LE GENERAL JACQUES-PIERRE ABBATUCCI : UNE GRANDE FIGURE DE LA CORSE

Jacques-Pierre Abbatucci naît le 7 septembre 1723 à Zicavo, gros village de 400 feux où quelques familles occupent une place prépondérante : les Lusinsinchi, les Paganelli et pourquoi ne pas les nommer les Leccia.

Il est le fils de Séverin Abbatucci, colonel dans l’armée vénitienne et de Rosse Paganelli, fille du général Paganelli , lui-même au service de la Sérénissime.

Le jeune Jacques-Pierre fut l’élève des jésuites de Brescia où son grand-père maternel était gouverneur. Admis à la Faculté de Médecine de Padoue, il est reçu docteur en 1746 à l’âge de 23 ans.

En 1751 après la mort de son père survenue un an avant, il revient en Corse, à Zicavu où il épouse une demoiselle Sabiani, fille du Podestat de Zicavu. De cette union naîtront 2 filles, l’une épousera Bernardin Leccia de Zicavu, l’autre Luigi Durazzo de Campu-Moru.

Jacques-Pierre Abbatucci aurait pu alors mener une vie tranquille de médecin gentilhomme, mais héritier d’une tradition familiale, ayant 600 partisans armés à sa dévotion, il devint rapidement l’un des chefs les plus écoutés du Delà des monts et en 1753, au lendemain de l’assassinat de Gaffori, il est élu à la consulte de Petreto, lieutenent général des milices des Pieve de l’Ornano, de l’Istria, de la Rocca et du Talavu.

Ces provinces manisfesteront rapidement un certain particularisme à l’égard des nationaux insulaires. La situation instable dans laquelle se trouve la Corse est propice à toutes les aventures : le départ des troupes françaises de Cursay, les ultimes efforts de Gênes pour se maintenir, l’assassinat de Gaffori entretiennent une grande confusion.

**DONNÉES FOURNIES**
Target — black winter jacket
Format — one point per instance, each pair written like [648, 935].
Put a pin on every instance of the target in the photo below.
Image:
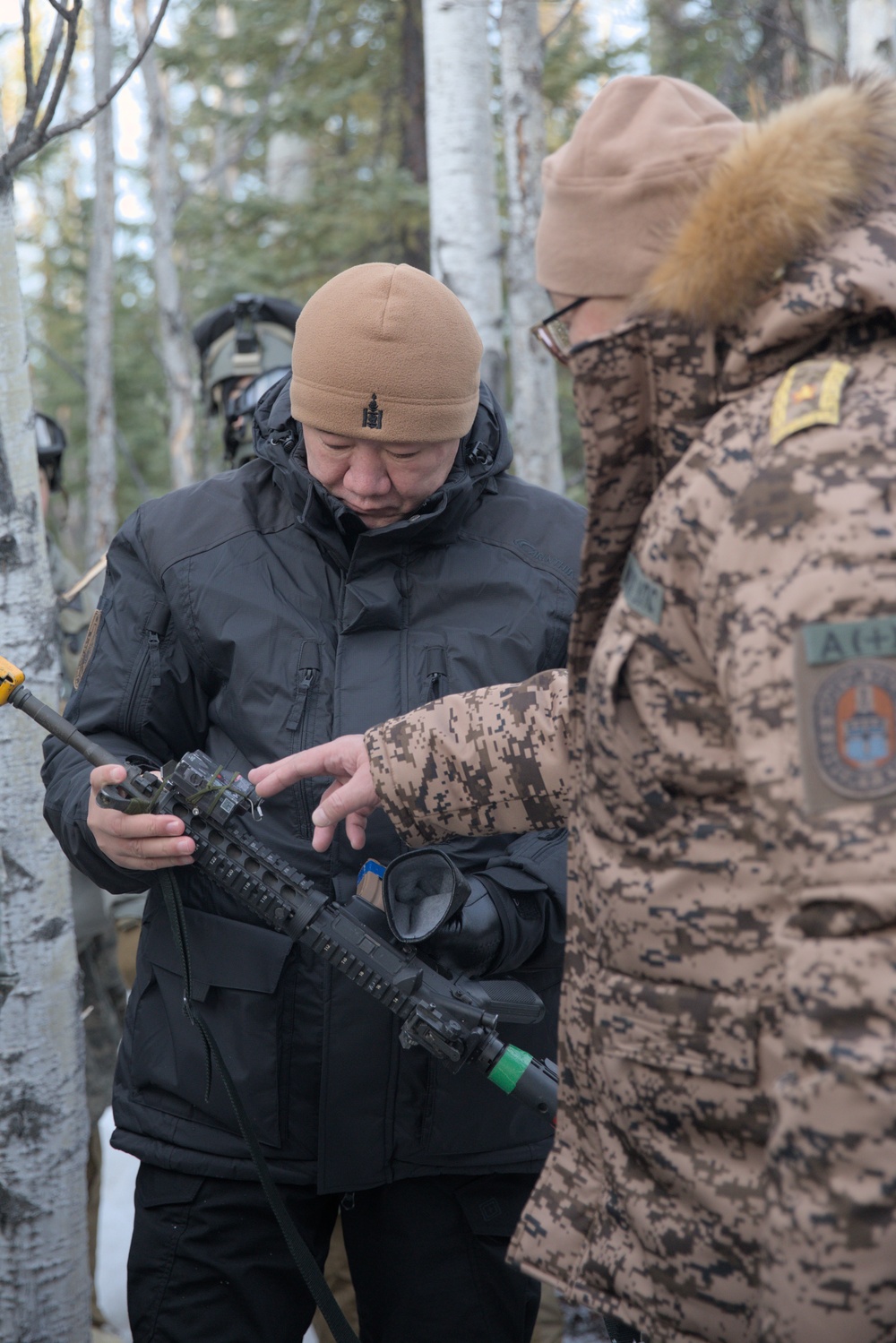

**CONSIGNES**
[a] D'après le texte sur Jacques-Pierre Abbatucci, répondez à ces questions :
(i) À quelle date et dans quel village est-il né ?
(ii) Dans quelle faculté et en quelle année est-il reçu docteur ?
(iii) Combien de partisans armés a-t-il à sa dévotion ?
[b] Reproduisez fidèlement le passage du texte sur Jacques-Pierre Abbatucci qui s'ouvre sur les mots contenant "Ces provinces manisfesteront" et se ferme sur "une grande confusion.".
[c] Traduisez en anglais cette phrase du texte sur Jacques-Pierre Abbatucci : « Le jeune Jacques-Pierre fut l’élève des jésuites de Brescia où son grand-père maternel était gouverneur. »
Les lignes constituent un matériau à part, indépendant du texte sur Jacques-Pierre Abbatucci.

**RÉPONSES**
[a]
(i) Le 7 septembre 1723, à Zicavo.
(ii) À la Faculté de Médecine de Padoue, en 1746.
(iii) 600 partisans armés.

[b]
Ces provinces manisfesteront rapidement un certain particularisme à l’égard des nationaux insulaires. La situation instable dans laquelle se trouve la Corse est propice à toutes les aventures : le départ des troupes françaises de Cursay, les ultimes efforts de Gênes pour se maintenir, l’assassinat de Gaffori entretiennent une grande confusion.

[c] The young Jacques-Pierre was a pupil of the Jesuits of Brescia, where his maternal grandfather was governor.